▶

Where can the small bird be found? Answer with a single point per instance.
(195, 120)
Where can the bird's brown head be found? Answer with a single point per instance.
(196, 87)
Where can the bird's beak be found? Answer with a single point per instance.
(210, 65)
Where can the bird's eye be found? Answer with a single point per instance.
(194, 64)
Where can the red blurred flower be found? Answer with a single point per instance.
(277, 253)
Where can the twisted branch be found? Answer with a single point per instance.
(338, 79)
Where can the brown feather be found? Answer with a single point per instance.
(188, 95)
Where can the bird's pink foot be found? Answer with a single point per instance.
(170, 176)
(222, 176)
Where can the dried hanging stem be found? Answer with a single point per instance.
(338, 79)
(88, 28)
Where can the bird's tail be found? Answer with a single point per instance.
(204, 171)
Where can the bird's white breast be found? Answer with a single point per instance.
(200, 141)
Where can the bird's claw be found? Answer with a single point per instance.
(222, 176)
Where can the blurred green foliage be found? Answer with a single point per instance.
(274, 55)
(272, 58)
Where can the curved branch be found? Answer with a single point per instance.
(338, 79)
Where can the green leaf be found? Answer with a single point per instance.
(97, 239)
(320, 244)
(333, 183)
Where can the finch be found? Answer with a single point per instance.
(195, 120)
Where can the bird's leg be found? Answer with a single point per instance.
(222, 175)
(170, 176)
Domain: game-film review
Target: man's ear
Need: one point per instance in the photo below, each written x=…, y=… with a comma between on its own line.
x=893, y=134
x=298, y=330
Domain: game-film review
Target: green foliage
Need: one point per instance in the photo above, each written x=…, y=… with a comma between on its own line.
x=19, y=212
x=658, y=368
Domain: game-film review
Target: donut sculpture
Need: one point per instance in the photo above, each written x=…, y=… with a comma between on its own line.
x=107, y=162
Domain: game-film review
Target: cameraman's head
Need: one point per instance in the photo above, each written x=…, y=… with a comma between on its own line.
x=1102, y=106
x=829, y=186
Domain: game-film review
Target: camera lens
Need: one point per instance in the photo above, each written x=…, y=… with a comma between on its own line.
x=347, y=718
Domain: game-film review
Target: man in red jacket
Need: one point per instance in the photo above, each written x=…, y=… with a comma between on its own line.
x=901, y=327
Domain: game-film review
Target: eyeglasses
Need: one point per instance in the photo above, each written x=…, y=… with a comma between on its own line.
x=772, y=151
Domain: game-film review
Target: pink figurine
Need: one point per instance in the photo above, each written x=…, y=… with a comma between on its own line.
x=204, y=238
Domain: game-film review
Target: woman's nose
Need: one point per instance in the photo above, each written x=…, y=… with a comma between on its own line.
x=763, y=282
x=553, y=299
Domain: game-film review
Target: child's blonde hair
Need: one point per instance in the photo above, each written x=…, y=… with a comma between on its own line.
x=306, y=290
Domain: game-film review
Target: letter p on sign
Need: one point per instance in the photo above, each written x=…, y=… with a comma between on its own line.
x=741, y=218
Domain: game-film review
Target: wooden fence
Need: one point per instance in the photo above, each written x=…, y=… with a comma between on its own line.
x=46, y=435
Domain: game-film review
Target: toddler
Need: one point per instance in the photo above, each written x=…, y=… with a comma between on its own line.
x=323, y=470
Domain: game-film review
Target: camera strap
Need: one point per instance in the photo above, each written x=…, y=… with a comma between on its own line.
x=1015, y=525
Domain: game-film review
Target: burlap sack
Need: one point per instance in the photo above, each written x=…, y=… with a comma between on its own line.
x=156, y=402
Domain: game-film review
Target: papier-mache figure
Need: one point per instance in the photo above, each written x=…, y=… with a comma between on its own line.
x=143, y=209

◀

| Exercise directions |
Would you copy exactly the lines from the one that contains "Target: letter p on sign" through the final line of the records above, including both?

| Your response |
Target: letter p on sign
Need: one point per instance in the photo above, each written x=…, y=… with a comma between on its own line.
x=741, y=218
Domain: game-film review
Target: wooden fence
Need: one point per instance in the photo above, each written x=…, y=… with a comma between on its own line.
x=46, y=435
Domain: game-film review
Target: toddler
Need: one point per instance in the photo above, each written x=…, y=… with a comma between on its own line.
x=323, y=470
Domain: game-film review
Target: camera strap
Need: one point per instance in the photo above, each written x=…, y=… with a comma between on its own line.
x=1015, y=525
Domain: game-film review
Target: burlap sack
Need: one point per instance in the photo above, each written x=…, y=… with a comma between on its own line.
x=156, y=402
Domain: game-film review
Target: papier-mache figure
Need: one point per instance in the photo above, each written x=…, y=… with a comma between on its own line.
x=143, y=209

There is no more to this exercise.